══ 正文部分

基于Redis Cluster的分布式缓存算法篇（四）

说明下这里的算法指的是内存淘汰算法。redis作为应用级缓存使用，在内存超过限制时，按照配置的策略，淘汰掉相应的kv，使得内存可以继续留有足够的空间保存新的数据。

算法介绍

redis 提供 6种数据淘汰策略：

noeviction : 默认，不淘汰
volatile-lru：从已设置过期时间的数据集（server.db[i].expires）中挑选最近最少使用的数据淘汰
volatile-ttl：从已设置过期时间的数据集（server.db[i].expires）中挑选将要过期的数据淘汰
volatile-random：从已设置过期时间的数据集（server.db[i].expires）中任意选择数据淘汰
allkeys-lru：从数据集（server.db[i].dict）中挑选最近最少使用的数据淘汰
allkeys-random：从数据集（server.db[i].dict）中任意选择数据淘汰

以上6中淘汰策略已经能够满足大多数应用场景，如何选择淘汰策略？根据实际业务情况进行选择。

源码分析

其缓存管理功能，由redis.c文件中的freeMemoryIfNeeded函数实现。如果maxmemory被设置，则在每次进行命令执行之前，该函数均被调用，用以判断是否有足够内存可用，释放内存或返回错误。如果没有找到足够多的内存，程序主逻辑将会阻止设置了REDIS_COM_DENYOOM flag的命令执行，对其返回command not allowed when used memory > ‘maxmemory’的错误消息。源码如下：

int freeMemoryIfNeeded(void) {
    size_t mem_used, mem_tofree, mem_freed;
    int slaves = listLength(server.slaves);

    /* Remove the size of slaves output buffers and AOF buffer from the
     * count of used memory. */
    // 计算占用内存大小时，并不计算slave output buffer和aof buffer，因此maxmemory应该比实际内存小，为这两个buffer留足空间。
    mem_used = zmalloc_used_memory();
    if (slaves) {
        listIter li;
        listNode *ln;

        listRewind(server.slaves,&li);
        while((ln = listNext(&li))) {
            redisClient *slave = listNodeValue(ln);
            unsigned long obuf_bytes = getClientOutputBufferMemoryUsage(slave);
            if (obuf_bytes > mem_used)
                mem_used = 0;
            else
                mem_used -= obuf_bytes;
        }
    }
    if (server.appendonly) {
        mem_used -= sdslen(server.aofbuf);
        mem_used -= sdslen(server.bgrewritebuf);
    }

    /* Check if we are over the memory limit. */
    if (mem_used <= server.maxmemory) return REDIS_OK;

    if (server.maxmemory_policy == REDIS_MAXMEMORY_NO_EVICTION)

════
══ 数据集条目

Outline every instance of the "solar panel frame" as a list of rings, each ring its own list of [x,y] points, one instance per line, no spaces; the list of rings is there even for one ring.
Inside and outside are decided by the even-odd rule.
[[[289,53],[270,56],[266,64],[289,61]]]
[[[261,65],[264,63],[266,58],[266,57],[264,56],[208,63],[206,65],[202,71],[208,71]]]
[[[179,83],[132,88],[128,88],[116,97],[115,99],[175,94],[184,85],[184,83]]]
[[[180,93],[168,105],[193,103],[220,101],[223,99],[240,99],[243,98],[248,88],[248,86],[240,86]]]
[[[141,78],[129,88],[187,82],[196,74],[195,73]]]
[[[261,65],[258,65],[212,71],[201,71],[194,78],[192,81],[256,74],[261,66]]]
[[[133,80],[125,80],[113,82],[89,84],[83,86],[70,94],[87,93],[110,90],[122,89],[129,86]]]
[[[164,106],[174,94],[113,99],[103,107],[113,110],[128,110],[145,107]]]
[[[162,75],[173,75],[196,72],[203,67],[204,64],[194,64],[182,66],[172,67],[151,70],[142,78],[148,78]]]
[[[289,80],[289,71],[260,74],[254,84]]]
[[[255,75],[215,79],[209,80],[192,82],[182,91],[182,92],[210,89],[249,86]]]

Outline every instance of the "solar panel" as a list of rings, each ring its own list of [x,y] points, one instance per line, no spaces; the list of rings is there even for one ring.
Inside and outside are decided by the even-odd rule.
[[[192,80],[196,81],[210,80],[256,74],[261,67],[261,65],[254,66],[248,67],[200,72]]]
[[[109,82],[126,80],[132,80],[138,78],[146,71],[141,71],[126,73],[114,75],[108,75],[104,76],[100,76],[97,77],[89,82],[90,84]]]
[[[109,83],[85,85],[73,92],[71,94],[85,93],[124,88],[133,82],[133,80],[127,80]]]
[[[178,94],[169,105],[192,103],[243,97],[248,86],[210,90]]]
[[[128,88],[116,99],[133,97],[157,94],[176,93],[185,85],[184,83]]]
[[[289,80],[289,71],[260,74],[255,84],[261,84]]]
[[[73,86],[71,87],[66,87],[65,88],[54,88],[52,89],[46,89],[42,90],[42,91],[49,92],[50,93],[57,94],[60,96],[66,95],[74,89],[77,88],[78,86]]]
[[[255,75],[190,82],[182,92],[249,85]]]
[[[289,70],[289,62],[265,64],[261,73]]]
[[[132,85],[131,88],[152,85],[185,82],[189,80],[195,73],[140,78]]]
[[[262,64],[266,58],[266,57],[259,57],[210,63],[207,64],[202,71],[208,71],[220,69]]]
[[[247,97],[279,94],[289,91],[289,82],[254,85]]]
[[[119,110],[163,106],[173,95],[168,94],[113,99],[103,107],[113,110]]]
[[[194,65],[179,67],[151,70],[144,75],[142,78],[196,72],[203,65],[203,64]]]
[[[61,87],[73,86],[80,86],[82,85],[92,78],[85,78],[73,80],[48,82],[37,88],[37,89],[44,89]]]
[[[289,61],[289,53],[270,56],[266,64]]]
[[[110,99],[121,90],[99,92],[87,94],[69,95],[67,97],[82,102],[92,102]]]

════

- **给定指令 1**: 从条目中挑出所有含有字符串"points"的行，并逐行照抄。匹配时区分大小写。
- **给定指令 2**: 接着这篇讲Redis内存淘汰算法的正文的最后一行往下续写。
上面的正文与这些条目彼此无关。

- **书面答复 1**:
Outline every instance of the "solar panel frame" as a list of rings, each ring its own list of [x,y] points, one instance per line, no spaces; the list of rings is there even for one ring.
Outline every instance of the "solar panel" as a list of rings, each ring its own list of [x,y] points, one instance per line, no spaces; the list of rings is there even for one ring.

- **书面答复 2**:
        return REDIS_ERR; /* We need to free memory, but policy forbids. */

    /* Compute how much memory we need to free. */
    mem_tofree = mem_used - server.maxmemory;
    mem_freed = 0;
    while (mem_freed < mem_tofree) {
        int j, k, keys_freed = 0;

        for (j = 0; j < server.dbnum; j++) {
            long bestval = 0; /* just to prevent warning */
            sds bestkey = NULL;
            struct dictEntry *de;
            redisDb *db = server.db+j;
            dict *dict;

            if (server.maxmemory_policy == REDIS_MAXMEMORY_ALLKEYS_LRU ||
                server.maxmemory_policy == REDIS_MAXMEMORY_ALLKEYS_RANDOM)
            {
                dict = server.db[j].dict;
            } else {
                dict = server.db[j].expires;
            }
            if (dictSize(dict) == 0) continue;

            /* volatile-random and allkeys-random policy */
            if (server.maxmemory_policy == REDIS_MAXMEMORY_ALLKEYS_RANDOM ||
                server.maxmemory_policy == REDIS_MAXMEMORY_VOLATILE_RANDOM)
            {
                de = dictGetRandomKey(dict);
                bestkey = dictGetEntryKey(de);
            }//如果是random delete,则从dict中随机选一个key

            /* volatile-lru and allkeys-lru policy */
            else if (server.maxmemory_policy == REDIS_MAXMEMORY_ALLKEYS_LRU ||
                server.maxmemory_policy == REDIS_MAXMEMORY_VOLATILE_LRU)
            {
                for (k = 0; k < server.maxmemory_samples; k++) {
                    sds thiskey;
                    long thisval;
                    robj *o;

                    de = dictGetRandomKey(dict);
                    thiskey = dictGetEntryKey(de);
                    /* When policy is volatile-lru we need an additonal lookup
                     * to locate the real key, as dict is set to db->expires. */
                    if (server.maxmemory_policy == REDIS_MAXMEMORY_VOLATILE_LRU)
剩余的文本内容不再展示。